▶ What is required: Please convert every line of the items below into a Markdown table with the columns Row and Line, numbering each line in Row, putting the line in Line, and skipping blank lines.

Data listing

○ ○ ○

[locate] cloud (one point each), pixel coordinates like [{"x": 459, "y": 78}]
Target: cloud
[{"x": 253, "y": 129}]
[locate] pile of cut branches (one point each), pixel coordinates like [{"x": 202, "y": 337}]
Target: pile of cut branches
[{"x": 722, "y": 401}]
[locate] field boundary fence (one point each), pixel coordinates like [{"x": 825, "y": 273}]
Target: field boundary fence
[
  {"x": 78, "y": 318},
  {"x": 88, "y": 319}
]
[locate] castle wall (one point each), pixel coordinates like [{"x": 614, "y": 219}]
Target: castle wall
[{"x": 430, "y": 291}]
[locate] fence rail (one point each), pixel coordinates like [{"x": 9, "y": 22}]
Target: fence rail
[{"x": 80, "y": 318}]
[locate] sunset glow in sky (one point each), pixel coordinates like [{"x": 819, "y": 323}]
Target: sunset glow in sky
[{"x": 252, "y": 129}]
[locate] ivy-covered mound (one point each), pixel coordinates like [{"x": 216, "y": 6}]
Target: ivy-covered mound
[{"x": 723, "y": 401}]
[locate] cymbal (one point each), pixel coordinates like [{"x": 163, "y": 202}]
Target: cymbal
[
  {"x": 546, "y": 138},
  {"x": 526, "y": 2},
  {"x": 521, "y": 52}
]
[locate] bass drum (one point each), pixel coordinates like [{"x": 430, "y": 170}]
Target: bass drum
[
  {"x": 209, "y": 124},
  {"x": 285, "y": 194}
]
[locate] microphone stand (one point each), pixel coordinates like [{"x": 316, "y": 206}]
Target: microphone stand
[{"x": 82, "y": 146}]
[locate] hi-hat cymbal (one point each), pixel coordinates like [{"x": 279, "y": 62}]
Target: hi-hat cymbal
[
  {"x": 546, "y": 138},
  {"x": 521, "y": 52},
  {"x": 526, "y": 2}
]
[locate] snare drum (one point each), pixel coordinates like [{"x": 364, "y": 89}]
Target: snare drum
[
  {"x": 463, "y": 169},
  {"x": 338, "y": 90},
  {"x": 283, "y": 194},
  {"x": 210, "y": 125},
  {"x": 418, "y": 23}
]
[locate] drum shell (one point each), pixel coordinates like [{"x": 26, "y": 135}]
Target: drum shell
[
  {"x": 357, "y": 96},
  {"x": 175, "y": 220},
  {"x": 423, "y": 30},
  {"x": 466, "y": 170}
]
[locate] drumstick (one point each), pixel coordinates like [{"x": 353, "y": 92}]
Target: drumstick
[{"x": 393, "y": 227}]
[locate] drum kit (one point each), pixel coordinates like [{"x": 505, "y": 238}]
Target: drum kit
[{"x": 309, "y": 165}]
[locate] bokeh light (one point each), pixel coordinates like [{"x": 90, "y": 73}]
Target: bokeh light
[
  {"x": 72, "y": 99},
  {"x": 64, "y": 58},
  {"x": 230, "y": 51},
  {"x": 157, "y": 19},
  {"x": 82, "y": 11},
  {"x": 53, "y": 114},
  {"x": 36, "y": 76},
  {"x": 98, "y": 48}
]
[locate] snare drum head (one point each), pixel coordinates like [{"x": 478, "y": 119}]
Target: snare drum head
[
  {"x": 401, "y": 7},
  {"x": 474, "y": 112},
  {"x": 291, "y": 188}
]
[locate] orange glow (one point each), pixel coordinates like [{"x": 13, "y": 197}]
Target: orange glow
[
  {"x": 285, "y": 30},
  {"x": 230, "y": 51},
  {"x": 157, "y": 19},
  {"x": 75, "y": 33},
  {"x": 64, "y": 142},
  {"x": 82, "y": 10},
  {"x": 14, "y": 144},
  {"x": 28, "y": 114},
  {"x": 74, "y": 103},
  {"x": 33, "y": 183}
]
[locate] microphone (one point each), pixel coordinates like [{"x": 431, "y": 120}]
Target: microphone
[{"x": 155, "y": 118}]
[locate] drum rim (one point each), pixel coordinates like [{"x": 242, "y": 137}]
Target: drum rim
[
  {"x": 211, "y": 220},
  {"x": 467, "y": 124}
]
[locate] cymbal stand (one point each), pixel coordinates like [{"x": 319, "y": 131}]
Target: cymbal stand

○ ○ ○

▶ Solution for this problem:
| Row | Line |
|---|---|
| 1 | [locate] cloud (one point each), pixel coordinates like [{"x": 459, "y": 78}] |
| 2 | Target: cloud |
| 3 | [{"x": 253, "y": 129}] |
| 4 | [locate] pile of cut branches (one point each), pixel coordinates like [{"x": 202, "y": 337}] |
| 5 | Target: pile of cut branches |
| 6 | [{"x": 722, "y": 401}] |
| 7 | [locate] field boundary fence (one point each), pixel coordinates like [{"x": 825, "y": 273}] |
| 8 | Target: field boundary fence |
| 9 | [ |
| 10 |   {"x": 78, "y": 318}, |
| 11 |   {"x": 88, "y": 319} |
| 12 | ] |
| 13 | [locate] castle wall (one point each), pixel coordinates like [{"x": 614, "y": 219}] |
| 14 | Target: castle wall |
| 15 | [{"x": 430, "y": 291}] |
| 16 | [locate] fence rail (one point each), pixel coordinates like [{"x": 9, "y": 22}] |
| 17 | Target: fence rail |
| 18 | [{"x": 80, "y": 318}] |
| 19 | [locate] sunset glow in sky (one point each), pixel coordinates like [{"x": 819, "y": 323}] |
| 20 | Target: sunset glow in sky |
| 21 | [{"x": 252, "y": 129}] |
| 22 | [locate] ivy-covered mound (one point each), pixel coordinates like [{"x": 216, "y": 6}] |
| 23 | Target: ivy-covered mound |
| 24 | [{"x": 723, "y": 401}] |
| 25 | [locate] cymbal (one point each), pixel coordinates like [{"x": 163, "y": 202}] |
| 26 | Target: cymbal |
| 27 | [ |
| 28 |   {"x": 546, "y": 138}, |
| 29 |   {"x": 526, "y": 2}, |
| 30 |   {"x": 521, "y": 52} |
| 31 | ] |
| 32 | [locate] bass drum (one point each), pixel coordinates like [{"x": 430, "y": 170}] |
| 33 | Target: bass drum |
| 34 | [ |
| 35 |   {"x": 209, "y": 124}, |
| 36 |   {"x": 285, "y": 194} |
| 37 | ] |
| 38 | [locate] microphone stand (one point each), pixel coordinates like [{"x": 316, "y": 206}] |
| 39 | Target: microphone stand |
| 40 | [{"x": 82, "y": 146}] |
| 41 | [locate] hi-hat cymbal (one point each), pixel coordinates like [{"x": 279, "y": 62}] |
| 42 | Target: hi-hat cymbal |
| 43 | [ |
| 44 |   {"x": 546, "y": 138}, |
| 45 |   {"x": 521, "y": 52}, |
| 46 |   {"x": 526, "y": 2} |
| 47 | ] |
| 48 | [locate] snare drum (one point each), pixel coordinates like [{"x": 364, "y": 89}] |
| 49 | Target: snare drum |
| 50 | [ |
| 51 |   {"x": 463, "y": 169}, |
| 52 |   {"x": 338, "y": 90}, |
| 53 |   {"x": 283, "y": 194}, |
| 54 |   {"x": 210, "y": 125}, |
| 55 |   {"x": 418, "y": 23} |
| 56 | ] |
| 57 | [locate] drum shell (one point each), pixel coordinates like [{"x": 26, "y": 135}] |
| 58 | Target: drum shell |
| 59 | [ |
| 60 |   {"x": 357, "y": 96}, |
| 61 |   {"x": 175, "y": 220}, |
| 62 |   {"x": 423, "y": 30}, |
| 63 |   {"x": 466, "y": 170} |
| 64 | ] |
| 65 | [locate] drumstick (one point each), pixel coordinates like [{"x": 353, "y": 92}] |
| 66 | Target: drumstick |
| 67 | [{"x": 393, "y": 227}] |
| 68 | [locate] drum kit (one point each), pixel coordinates like [{"x": 505, "y": 238}] |
| 69 | Target: drum kit |
| 70 | [{"x": 309, "y": 165}] |
| 71 | [locate] bokeh light (one point each), pixel coordinates like [{"x": 90, "y": 73}] |
| 72 | Target: bokeh light |
| 73 | [ |
| 74 |   {"x": 72, "y": 99}, |
| 75 |   {"x": 64, "y": 58}, |
| 76 |   {"x": 230, "y": 51}, |
| 77 |   {"x": 157, "y": 19}, |
| 78 |   {"x": 82, "y": 11}, |
| 79 |   {"x": 53, "y": 114}, |
| 80 |   {"x": 36, "y": 76}, |
| 81 |   {"x": 98, "y": 48} |
| 82 | ] |
| 83 | [locate] snare drum head (one point each), pixel coordinates like [{"x": 478, "y": 119}] |
| 84 | Target: snare drum head |
| 85 | [ |
| 86 |   {"x": 401, "y": 7}, |
| 87 |   {"x": 474, "y": 112}, |
| 88 |   {"x": 291, "y": 188} |
| 89 | ] |
| 90 | [locate] orange glow (one point each), pixel coordinates like [{"x": 13, "y": 197}] |
| 91 | Target: orange glow |
| 92 | [ |
| 93 |   {"x": 285, "y": 30}, |
| 94 |   {"x": 230, "y": 51}, |
| 95 |   {"x": 157, "y": 19}, |
| 96 |   {"x": 75, "y": 33}, |
| 97 |   {"x": 64, "y": 142}, |
| 98 |   {"x": 82, "y": 10}, |
| 99 |   {"x": 14, "y": 144}, |
| 100 |   {"x": 28, "y": 114}, |
| 101 |   {"x": 74, "y": 103}, |
| 102 |   {"x": 33, "y": 183} |
| 103 | ] |
| 104 | [locate] microphone (one point each), pixel coordinates like [{"x": 431, "y": 120}] |
| 105 | Target: microphone |
| 106 | [{"x": 155, "y": 118}] |
| 107 | [locate] drum rim (one point each), pixel coordinates like [{"x": 242, "y": 137}] |
| 108 | Target: drum rim |
| 109 | [ |
| 110 |   {"x": 211, "y": 220}, |
| 111 |   {"x": 467, "y": 124} |
| 112 | ] |
| 113 | [locate] cymbal stand (one point each), pixel coordinates like [{"x": 319, "y": 131}] |
| 114 | Target: cymbal stand |